▸ **Data section**:
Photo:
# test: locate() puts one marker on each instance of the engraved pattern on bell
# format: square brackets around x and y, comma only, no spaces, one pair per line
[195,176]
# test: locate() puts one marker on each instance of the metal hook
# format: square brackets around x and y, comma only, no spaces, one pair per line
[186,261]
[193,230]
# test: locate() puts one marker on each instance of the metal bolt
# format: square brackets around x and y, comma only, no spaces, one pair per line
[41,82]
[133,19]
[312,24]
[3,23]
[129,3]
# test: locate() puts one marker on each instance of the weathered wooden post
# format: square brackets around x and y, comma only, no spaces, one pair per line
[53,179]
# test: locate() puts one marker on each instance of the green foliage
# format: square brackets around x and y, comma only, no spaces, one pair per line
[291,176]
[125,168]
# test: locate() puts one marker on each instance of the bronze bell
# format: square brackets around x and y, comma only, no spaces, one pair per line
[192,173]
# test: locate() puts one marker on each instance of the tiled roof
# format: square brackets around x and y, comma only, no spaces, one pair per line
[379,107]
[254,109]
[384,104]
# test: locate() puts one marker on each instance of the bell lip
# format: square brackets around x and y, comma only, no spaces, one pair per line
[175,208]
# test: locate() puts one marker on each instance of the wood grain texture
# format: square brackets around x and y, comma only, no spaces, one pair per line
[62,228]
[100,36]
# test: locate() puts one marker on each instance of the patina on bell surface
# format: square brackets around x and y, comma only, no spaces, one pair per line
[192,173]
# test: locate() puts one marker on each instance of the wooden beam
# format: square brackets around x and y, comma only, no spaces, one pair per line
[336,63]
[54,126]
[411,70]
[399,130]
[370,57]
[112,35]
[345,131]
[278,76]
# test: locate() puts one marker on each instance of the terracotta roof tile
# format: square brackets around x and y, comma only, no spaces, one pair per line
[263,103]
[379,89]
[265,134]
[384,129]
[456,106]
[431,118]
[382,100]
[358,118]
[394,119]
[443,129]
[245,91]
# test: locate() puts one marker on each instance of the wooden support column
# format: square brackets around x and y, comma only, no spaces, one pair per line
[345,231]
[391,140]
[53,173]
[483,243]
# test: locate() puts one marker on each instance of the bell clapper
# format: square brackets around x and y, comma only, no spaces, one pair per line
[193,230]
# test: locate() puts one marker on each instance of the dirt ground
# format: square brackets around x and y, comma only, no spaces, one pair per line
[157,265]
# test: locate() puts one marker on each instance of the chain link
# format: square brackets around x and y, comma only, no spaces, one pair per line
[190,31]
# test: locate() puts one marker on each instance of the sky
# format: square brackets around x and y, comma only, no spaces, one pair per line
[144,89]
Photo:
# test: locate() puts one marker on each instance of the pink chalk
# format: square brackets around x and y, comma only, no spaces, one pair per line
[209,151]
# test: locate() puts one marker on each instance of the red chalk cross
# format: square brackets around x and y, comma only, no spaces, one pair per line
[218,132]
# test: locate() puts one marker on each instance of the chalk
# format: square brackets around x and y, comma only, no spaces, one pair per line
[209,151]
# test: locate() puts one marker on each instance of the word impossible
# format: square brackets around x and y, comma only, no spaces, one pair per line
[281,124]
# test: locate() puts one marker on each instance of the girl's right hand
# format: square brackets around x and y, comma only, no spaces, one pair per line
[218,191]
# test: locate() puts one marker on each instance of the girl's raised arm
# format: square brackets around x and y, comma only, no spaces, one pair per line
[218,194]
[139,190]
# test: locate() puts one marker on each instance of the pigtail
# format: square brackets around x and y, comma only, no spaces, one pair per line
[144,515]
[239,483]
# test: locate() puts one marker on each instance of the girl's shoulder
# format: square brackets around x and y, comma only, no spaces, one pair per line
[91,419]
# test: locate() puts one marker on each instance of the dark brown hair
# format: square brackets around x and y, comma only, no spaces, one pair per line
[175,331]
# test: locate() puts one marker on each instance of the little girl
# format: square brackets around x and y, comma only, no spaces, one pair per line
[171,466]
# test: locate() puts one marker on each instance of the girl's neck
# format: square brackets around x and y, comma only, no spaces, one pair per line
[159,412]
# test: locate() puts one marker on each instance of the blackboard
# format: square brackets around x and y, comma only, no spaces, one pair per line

▸ **Task to carry out**:
Turn every line of the entries above into a Markdown table with the columns "Row" and "Entry line", numbering the rows in order and leaving out blank lines.

▸ **Expected answer**:
| Row | Entry line |
|---|---|
| 1 | Photo: |
| 2 | # test: locate() puts one marker on each instance of the engraved pattern on bell |
| 3 | # format: square brackets around x and y, comma only, no spaces, one pair per line |
| 4 | [195,176] |
| 5 | # test: locate() puts one marker on each instance of the metal hook |
| 6 | # format: square brackets around x and y, comma only, no spaces, one pair per line |
| 7 | [186,261] |
| 8 | [193,230] |
| 9 | # test: locate() puts one marker on each instance of the metal bolt |
| 10 | # format: square brackets around x and y, comma only, no spaces, one pair per line |
| 11 | [41,82] |
| 12 | [133,19] |
| 13 | [312,24] |
| 14 | [3,23] |
| 15 | [129,3] |
| 16 | # test: locate() puts one marker on each instance of the weathered wooden post |
| 17 | # format: square brackets around x and y, comma only, no spaces, one pair per line |
| 18 | [53,179] |
| 19 | # test: locate() puts one marker on each instance of the green foliage |
| 20 | # format: square brackets around x and y, comma only, no spaces, one pair per line |
| 21 | [291,176] |
| 22 | [125,168] |
| 23 | # test: locate() puts one marker on each instance of the bronze bell |
| 24 | # format: square brackets around x and y, comma only, no spaces, one pair per line |
| 25 | [192,173] |
| 26 | # test: locate() puts one marker on each instance of the tiled roof |
| 27 | # format: square brackets around x and y, comma only, no spaces, one pair per line |
| 28 | [379,107] |
| 29 | [254,109] |
| 30 | [384,104] |
| 31 | # test: locate() puts one marker on each instance of the bell lip |
| 32 | # format: square brackets around x and y, comma only, no spaces, one pair per line |
| 33 | [175,208] |
| 34 | # test: locate() puts one marker on each instance of the wood grain texture |
| 35 | # format: square brackets around x and y, comma only, no spaces, one pair per line |
| 36 | [62,228] |
| 37 | [100,36] |
| 38 | # test: locate() puts one marker on each instance of the patina on bell surface |
| 39 | # format: square brackets around x and y, comma only, no spaces, one pair per line |
| 40 | [192,173] |
| 41 | # test: locate() puts one marker on each instance of the wooden beam |
| 42 | # format: square brackets around x and y, comma only, no spaces, one pair per line |
| 43 | [336,63] |
| 44 | [54,126] |
| 45 | [411,70] |
| 46 | [399,130] |
| 47 | [370,57] |
| 48 | [112,35] |
| 49 | [345,131] |
| 50 | [278,76] |
| 51 | # test: locate() puts one marker on each instance of the terracotta roof tile |
| 52 | # format: square brackets around x and y, comma only, no spaces, one pair per line |
| 53 | [263,103] |
| 54 | [379,89] |
| 55 | [265,134] |
| 56 | [384,129] |
| 57 | [456,106] |
| 58 | [431,118] |
| 59 | [382,100] |
| 60 | [358,118] |
| 61 | [394,119] |
| 62 | [443,129] |
| 63 | [245,91] |
| 64 | # test: locate() puts one marker on each instance of the wooden support column |
| 65 | # format: square brackets around x and y, comma only, no spaces, one pair per line |
| 66 | [345,231] |
| 67 | [391,140] |
| 68 | [53,173] |
| 69 | [483,243] |
| 70 | # test: locate() puts one marker on each instance of the bell clapper |
| 71 | # format: square brackets around x and y, comma only, no spaces, one pair per line |
| 72 | [193,230] |
| 73 | # test: locate() puts one marker on each instance of the dirt ground |
| 74 | # format: square brackets around x and y, comma only, no spaces, one pair per line |
| 75 | [157,265] |
| 76 | # test: locate() puts one marker on each instance of the chain link |
| 77 | # format: square brackets around x and y, comma only, no spaces, one pair per line |
| 78 | [190,31] |
| 79 | # test: locate() puts one marker on each instance of the sky |
| 80 | # format: square brackets around x and y, comma only, no spaces, one pair per line |
| 81 | [144,89] |
| 82 | Photo: |
| 83 | # test: locate() puts one marker on each instance of the pink chalk |
| 84 | # format: square brackets around x and y, comma only, no spaces, one pair per line |
| 85 | [209,151] |
| 86 | # test: locate() puts one marker on each instance of the red chalk cross |
| 87 | # format: square brackets around x and y, comma only, no spaces, one pair per line |
| 88 | [218,132] |
| 89 | # test: locate() puts one marker on each instance of the chalk |
| 90 | # format: square brackets around x and y, comma only, no spaces, one pair per line |
| 91 | [209,151] |
| 92 | # test: locate() puts one marker on each instance of the word impossible |
| 93 | # format: square brackets around x and y, comma only, no spaces, one pair per line |
| 94 | [281,124] |
| 95 | # test: locate() puts one marker on each instance of the girl's right hand |
| 96 | # format: square brackets around x and y, comma only, no spaces, one pair per line |
| 97 | [218,191] |
| 98 | # test: locate() puts one marker on each instance of the girl's raised arm |
| 99 | # format: square brackets around x and y, comma only, no spaces, one pair per line |
| 100 | [218,194] |
| 101 | [139,190] |
| 102 | # test: locate() puts one marker on each instance of the pigtail |
| 103 | # format: square brackets around x and y, comma only, no spaces, one pair per line |
| 104 | [144,515] |
| 105 | [239,483] |
| 106 | # test: locate() puts one marker on each instance of the girl's shoulder |
| 107 | # format: square brackets around x and y, comma only, no spaces, one pair per line |
| 108 | [91,419] |
| 109 | # test: locate() puts one marker on each instance of the dark brown hair |
| 110 | # format: square brackets around x and y, comma only, no spaces, one pair per line |
| 111 | [175,331] |
| 112 | # test: locate() puts one marker on each instance of the little girl |
| 113 | # format: square brackets around x and y, comma only, no spaces, one pair per line |
| 114 | [171,466] |
| 115 | # test: locate() puts one marker on each instance of the girl's neck |
| 116 | # format: square brackets around x and y, comma only, no spaces, one pair per line |
| 117 | [159,412] |
| 118 | # test: locate() puts one marker on each instance of the blackboard |
| 119 | # format: square brackets around x and y, comma only, no spaces, one pair per line |